Et son œuvre littéraire!... À part «Lilla», «Gardé», «l’Invitation royale», «Jésus mon Roi» qu’une excellente traduction, une traduction faite con amore, a mis entre les mains du public français, combien d’autres que nous ignorons!

Toute son oeuvre poétique est forcément perdue pour nous. Elle écrivait beaucoup pour les revues, consacrant aux œuvres d’évangélisation et de bienfaisance presque tout l’argent ainsi gagné. Sa correspondance était très étendue; amis connus ou inconnus, éditeurs, écrivaient pour demander conseils ou articles et, de sa main souvent fatiguée Miss Havergal répondait toujours par un mot affectueux, un sage avis, un doux reproche ou une promesse.

Ce fut sa vie jusqu’à la fin; pourtant, dans ses progrès spirituels se place une date spéciale, souvenir d’une grande bénédiction qui la transforma encore et «la transplanta, dit-elle, dans une atmosphère de soleil perpétuel.»

En décembre 1870, elle reçut un petit livre: «Tout pour Jésus», dont le contenu la toucha profondément. Elle sentit qu’elle n’était pas au point de vue spirituel, à la hauteur de consécration dont parlait ce livre et, humblement, simplement comme toujours, elle pria pour pouvoir atteindre ce nouveau degré. Dieu l’exauça et elle put écrire ces mots, expression d’une vérité éprouvée:

«Le bonheur que j’ai eu en Lui sacrifiant ma propre volonté est dépassé par celui que je ressens à la pensée qu’il a pris tout ce que je Lui ai donné et qu’il est puissant pour garder mon dépôt....

TOUT POUR JÉSUS — IL N’Y A PAS DE MILIEU

Cette consécration austère, cette abdication complète d’elle-même n’avait rien de mystique. Frances Havergal n’a jamais compris les obéissances abstraites qui n'ont aucun écho dans la vie et la mutilent sans l’enrichir. Elle se donnait, et son Roi agissait, comme II agit toujours, avec une infinie douceur, rendant plus pur son cœur, plus utile sa vie.
----------
__CONSIGNES DE L'EXERCICE__
1. Dites si chaque affirmation concorde avec l'extrait, par oui ou non, en citant les mots décisifs de l'extrait. (a) Elle consacrait presque tout l'argent de ses écrits aux œuvres d'évangélisation et de bienfaisance. (b) Elle reçut le livre «Tout pour Jésus» en décembre 1870. (c) Sa consécration avait un caractère mystique.
2. Restituez à l'identique le passage de l'extrait qui s'ouvre sur les mots contenant «Ce fut sa vie» et se clôt sur «garder mon dépôt....».

__DONNÉES BRUTES__
----------
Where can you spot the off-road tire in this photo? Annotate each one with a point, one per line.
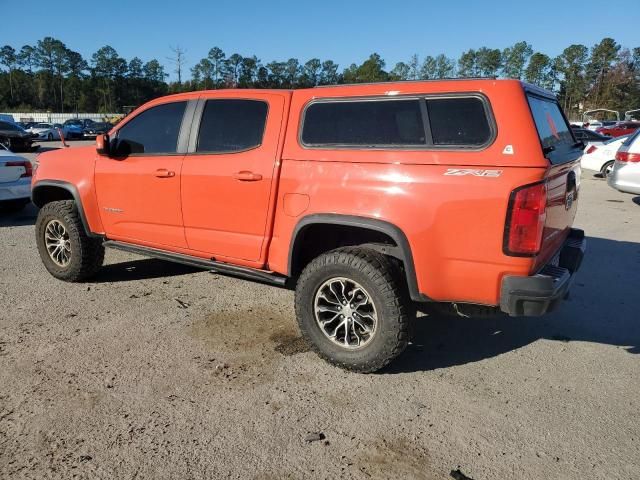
----------
__LES RÉPONSES__
1.
(a) Oui : «consacrant aux œuvres d’évangélisation et de bienfaisance presque tout l’argent ainsi gagné».
(b) Oui : «En décembre 1870, elle reçut un petit livre: «Tout pour Jésus»».
(c) Non : «Cette consécration austère, cette abdication complète d’elle-même n’avait rien de mystique.»

2.
Ce fut sa vie jusqu’à la fin; pourtant, dans ses progrès spirituels se place une date spéciale, souvenir d’une grande bénédiction qui la transforma encore et «la transplanta, dit-elle, dans une atmosphère de soleil perpétuel.»

En décembre 1870, elle reçut un petit livre: «Tout pour Jésus», dont le contenu la toucha profondément. Elle sentit qu’elle n’était pas au point de vue spirituel, à la hauteur de consécration dont parlait ce livre et, humblement, simplement comme toujours, elle pria pour pouvoir atteindre ce nouveau degré. Dieu l’exauça et elle put écrire ces mots, expression d’une vérité éprouvée:

«Le bonheur que j’ai eu en Lui sacrifiant ma propre volonté est dépassé par celui que je ressens à la pensée qu’il a pris tout ce que je Lui ai donné et qu’il est puissant pour garder mon dépôt....